-- Start LISTING --
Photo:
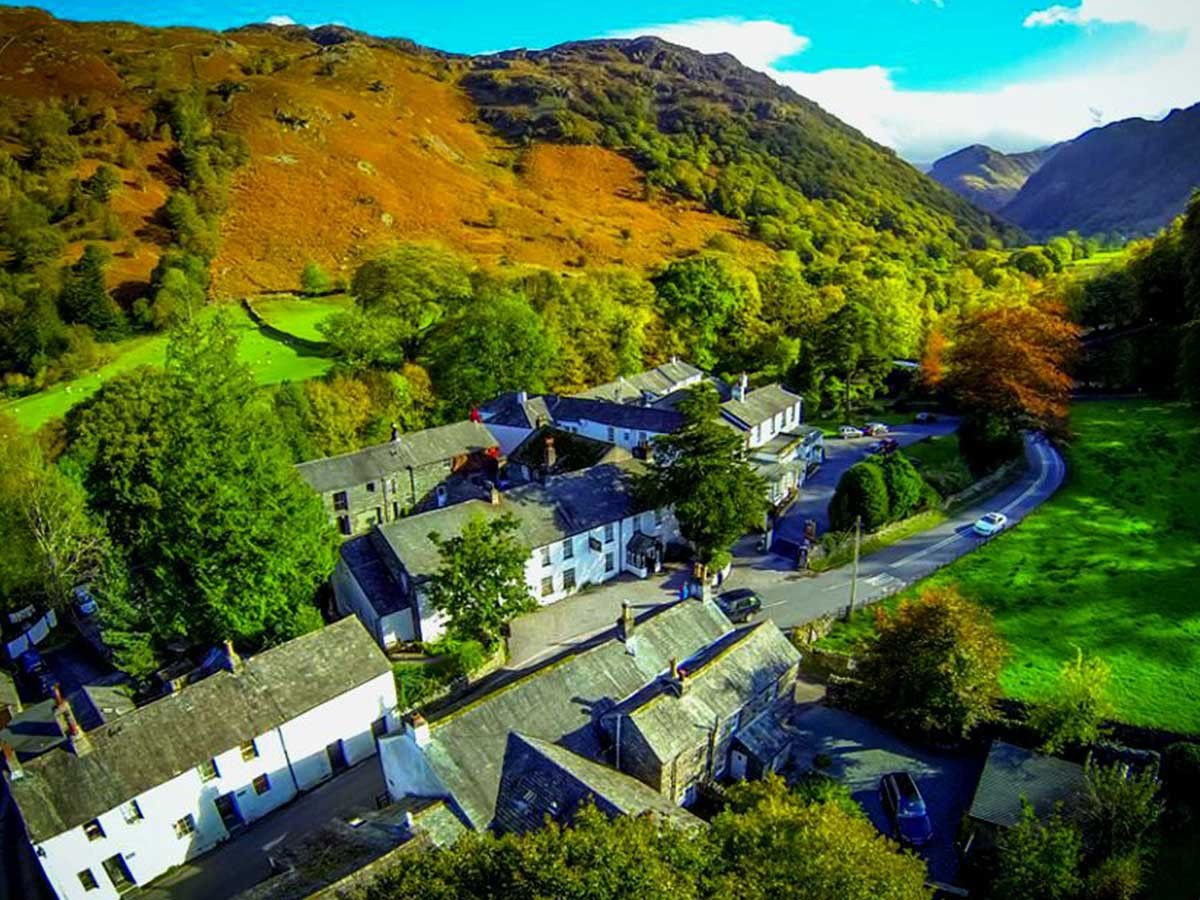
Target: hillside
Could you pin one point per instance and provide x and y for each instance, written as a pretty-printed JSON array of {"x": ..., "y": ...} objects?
[
  {"x": 1128, "y": 178},
  {"x": 603, "y": 153},
  {"x": 988, "y": 178}
]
-- End LISTING --
■ WRITTEN REQUEST: List every line in the rows above that contains the word "provide", copying each one in full.

■ RESULT BELOW:
Could you pin one point per instance and provide x and y for each instance, written as a pretty-printed JSON array of {"x": ..., "y": ...} objects?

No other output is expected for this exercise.